What the task requires: Reproduce the data below word for word, omitting the pictures from your copy.

(Outline entries for images)
^^^^
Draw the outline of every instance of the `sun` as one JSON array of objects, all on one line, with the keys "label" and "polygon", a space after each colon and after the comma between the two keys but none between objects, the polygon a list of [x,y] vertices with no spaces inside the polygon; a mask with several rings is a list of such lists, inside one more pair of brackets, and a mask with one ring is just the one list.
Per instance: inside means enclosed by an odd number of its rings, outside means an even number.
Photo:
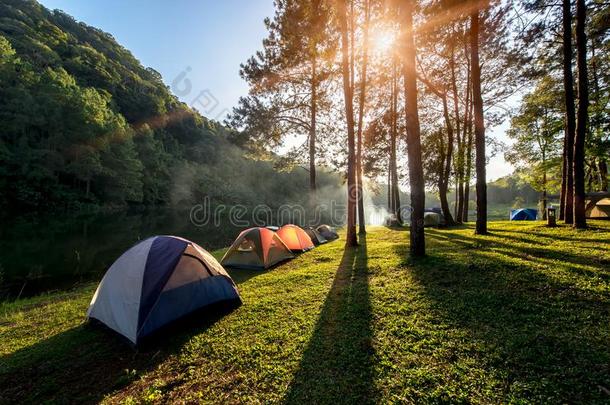
[{"label": "sun", "polygon": [[375,53],[388,53],[394,46],[394,34],[391,31],[374,31],[371,35],[371,47]]}]

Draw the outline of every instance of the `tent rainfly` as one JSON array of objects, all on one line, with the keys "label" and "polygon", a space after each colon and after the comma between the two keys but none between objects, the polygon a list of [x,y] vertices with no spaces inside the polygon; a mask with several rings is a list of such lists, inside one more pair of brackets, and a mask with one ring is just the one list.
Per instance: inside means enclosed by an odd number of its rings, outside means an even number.
[{"label": "tent rainfly", "polygon": [[226,267],[264,270],[293,257],[275,232],[250,228],[239,234],[220,262]]},{"label": "tent rainfly", "polygon": [[313,244],[316,246],[328,242],[326,240],[326,238],[324,236],[322,236],[322,234],[320,232],[318,232],[315,228],[313,228],[311,226],[308,226],[307,228],[304,228],[303,230],[305,231],[307,236],[309,236],[309,238],[311,239]]},{"label": "tent rainfly", "polygon": [[292,224],[284,225],[277,231],[277,236],[293,252],[306,252],[314,248],[314,244],[307,233],[300,227]]},{"label": "tent rainfly", "polygon": [[205,249],[175,236],[154,236],[110,266],[87,317],[132,343],[206,305],[236,300],[235,283]]}]

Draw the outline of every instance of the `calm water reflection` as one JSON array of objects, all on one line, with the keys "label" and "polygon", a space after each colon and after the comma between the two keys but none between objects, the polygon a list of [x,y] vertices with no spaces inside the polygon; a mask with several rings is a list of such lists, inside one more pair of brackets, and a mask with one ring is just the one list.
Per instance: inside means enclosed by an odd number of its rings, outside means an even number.
[{"label": "calm water reflection", "polygon": [[195,226],[189,212],[149,210],[2,222],[0,300],[99,280],[127,248],[152,235],[177,235],[208,250],[228,246],[239,228]]}]

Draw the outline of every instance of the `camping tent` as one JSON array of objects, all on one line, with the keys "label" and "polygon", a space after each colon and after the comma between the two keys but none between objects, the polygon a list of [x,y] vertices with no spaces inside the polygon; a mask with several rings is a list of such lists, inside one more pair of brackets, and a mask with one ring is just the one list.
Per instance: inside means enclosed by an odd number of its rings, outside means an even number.
[{"label": "camping tent", "polygon": [[220,262],[226,267],[264,270],[293,257],[275,232],[250,228],[239,234]]},{"label": "camping tent", "polygon": [[339,234],[337,233],[337,231],[335,231],[333,228],[331,228],[328,225],[320,225],[319,227],[316,228],[316,230],[318,232],[320,232],[320,235],[324,236],[324,239],[326,239],[329,242],[331,240],[335,240],[335,239],[339,238]]},{"label": "camping tent", "polygon": [[587,218],[610,218],[610,198],[603,198],[589,208]]},{"label": "camping tent", "polygon": [[307,228],[304,228],[303,230],[305,231],[307,236],[309,236],[311,238],[311,241],[316,246],[328,242],[326,240],[326,238],[324,236],[322,236],[322,234],[320,232],[318,232],[315,228],[313,228],[311,226],[308,226]]},{"label": "camping tent", "polygon": [[288,246],[288,249],[293,252],[305,252],[314,247],[309,235],[296,225],[284,225],[277,231],[277,236],[279,236],[286,246]]},{"label": "camping tent", "polygon": [[511,221],[535,221],[538,211],[534,208],[519,208],[510,211]]},{"label": "camping tent", "polygon": [[240,300],[235,283],[203,248],[175,236],[154,236],[127,250],[100,282],[87,317],[137,344],[208,304]]},{"label": "camping tent", "polygon": [[443,216],[436,212],[424,212],[424,226],[439,226],[443,222]]}]

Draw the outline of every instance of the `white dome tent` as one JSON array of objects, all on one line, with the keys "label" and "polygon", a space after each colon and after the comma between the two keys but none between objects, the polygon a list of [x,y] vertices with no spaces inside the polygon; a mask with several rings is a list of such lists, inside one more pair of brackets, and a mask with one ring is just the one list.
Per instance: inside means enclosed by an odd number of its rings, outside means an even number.
[{"label": "white dome tent", "polygon": [[100,282],[87,317],[138,344],[160,327],[206,305],[241,298],[205,249],[175,236],[154,236],[127,250]]}]

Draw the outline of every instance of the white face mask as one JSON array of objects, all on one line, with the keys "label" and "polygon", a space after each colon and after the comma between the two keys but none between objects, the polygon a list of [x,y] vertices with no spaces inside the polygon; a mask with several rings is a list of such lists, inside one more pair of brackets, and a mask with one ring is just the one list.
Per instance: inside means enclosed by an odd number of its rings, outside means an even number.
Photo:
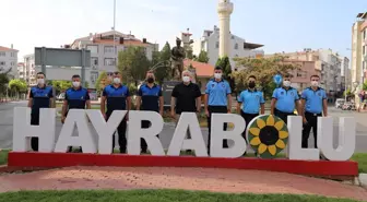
^^^^
Response to the task:
Draw the outline of every instance of the `sun` as one JSON array of objects, all on one line, with the keys "label" and "polygon", a space after each colon and after the comma between the two keys but none between objects, the polygon a list of [x,y] vertices with no spaces inside the polygon; a mask with several rings is a list of such lists, inside one more pair of brackets, and a mask with one ring is just the one list.
Per instance: inside means enclosed by an odd number of its rings, outside means an even number.
Photo:
[{"label": "sun", "polygon": [[375,53],[388,53],[394,46],[394,34],[391,31],[374,31],[371,35],[371,47]]}]

Draw the outline of every instance of the `tent rainfly` as one JSON array of objects, all on one line, with the keys "label" and "polygon", a space after each colon and after the comma between the two keys but none between objects, the polygon a list of [x,y] vertices with no spaces inside the polygon; a mask with several rings is a list of such lists, inside one more pair of brackets, and a mask with one ring is just the one list.
Per instance: inside means enclosed by an odd number of its rings, outside means an even number.
[{"label": "tent rainfly", "polygon": [[226,267],[264,270],[293,257],[275,232],[250,228],[239,234],[220,262]]},{"label": "tent rainfly", "polygon": [[313,244],[316,246],[328,242],[326,240],[326,238],[324,236],[322,236],[322,234],[320,232],[318,232],[315,228],[313,228],[311,226],[308,226],[307,228],[304,228],[303,230],[305,231],[307,236],[309,236],[309,238],[311,239]]},{"label": "tent rainfly", "polygon": [[292,224],[284,225],[277,231],[277,236],[293,252],[306,252],[314,248],[314,244],[307,233],[300,227]]},{"label": "tent rainfly", "polygon": [[205,249],[175,236],[154,236],[110,266],[87,317],[132,343],[206,305],[236,300],[235,283]]}]

Draw the outline of every instance of the `calm water reflection` as one JSON array of objects, all on one line, with the keys "label" and "polygon", a space after each colon and after the comma between the two keys but none between objects, the polygon a list of [x,y] vertices with no spaces inside the polygon; a mask with several rings is a list of such lists, inside one more pair of brackets, and a mask with one ring is just the one list.
Per instance: inside means enclosed by an odd number of its rings, outside means an even number.
[{"label": "calm water reflection", "polygon": [[195,226],[189,212],[149,210],[2,222],[0,300],[99,280],[127,248],[152,235],[177,235],[208,250],[228,246],[239,228]]}]

Draw the outline of every instance of the `camping tent` as one JSON array of objects, all on one line, with the keys "label" and "polygon", a space after each colon and after the comma between the two keys but none between objects, the polygon a list of [x,y] vertices with no spaces inside the polygon; a mask with several rings is a list of such lists, inside one more pair of brackets, and a mask with one ring is just the one list.
Per instance: inside means enclosed by an odd number of its rings, outside means an even number.
[{"label": "camping tent", "polygon": [[220,262],[226,267],[264,270],[293,257],[275,232],[250,228],[239,234]]},{"label": "camping tent", "polygon": [[339,234],[337,233],[337,231],[335,231],[333,228],[331,228],[328,225],[320,225],[319,227],[316,228],[316,230],[318,232],[320,232],[320,235],[324,236],[324,239],[326,239],[329,242],[331,240],[335,240],[335,239],[339,238]]},{"label": "camping tent", "polygon": [[587,218],[610,218],[610,198],[603,198],[589,208]]},{"label": "camping tent", "polygon": [[307,228],[304,228],[303,230],[305,231],[307,236],[309,236],[311,238],[311,241],[316,246],[328,242],[326,240],[326,238],[324,236],[322,236],[322,234],[320,232],[318,232],[315,228],[313,228],[311,226],[308,226]]},{"label": "camping tent", "polygon": [[288,246],[288,249],[293,252],[305,252],[314,247],[309,235],[296,225],[284,225],[277,231],[277,236],[279,236],[286,246]]},{"label": "camping tent", "polygon": [[511,221],[535,221],[538,211],[534,208],[519,208],[510,211]]},{"label": "camping tent", "polygon": [[240,300],[235,283],[203,248],[175,236],[154,236],[127,250],[100,282],[87,317],[137,344],[208,304]]},{"label": "camping tent", "polygon": [[443,216],[436,212],[424,212],[424,226],[439,226],[443,222]]}]

Draw the outline of every instance of the `white dome tent` as one JSON array of objects, all on one line, with the keys "label" and "polygon", a space after each colon and after the comma between the two keys but none between objects, the polygon a list of [x,y] vertices with no spaces inside the polygon; a mask with several rings is a list of such lists, inside one more pair of brackets, and a mask with one ring is just the one list.
Per instance: inside means enclosed by an odd number of its rings, outside means an even number.
[{"label": "white dome tent", "polygon": [[100,282],[87,317],[138,344],[160,327],[206,305],[241,298],[205,249],[175,236],[154,236],[127,250]]}]

Draw the outline of every instance of the white face mask as one JSON array of objects, all on one line, with the keys "label" and "polygon", a space after each colon and after the comma between the two keys but none between objects, the polygon a list of [x,y] vertices with no spaces inside the polygon; a mask with several rings is a list of such lists, inside one more pair of brackets, and a mask with one ring is just the one list.
Per instance: inside means enclosed by an odd number of its rings, outside means an even number.
Photo:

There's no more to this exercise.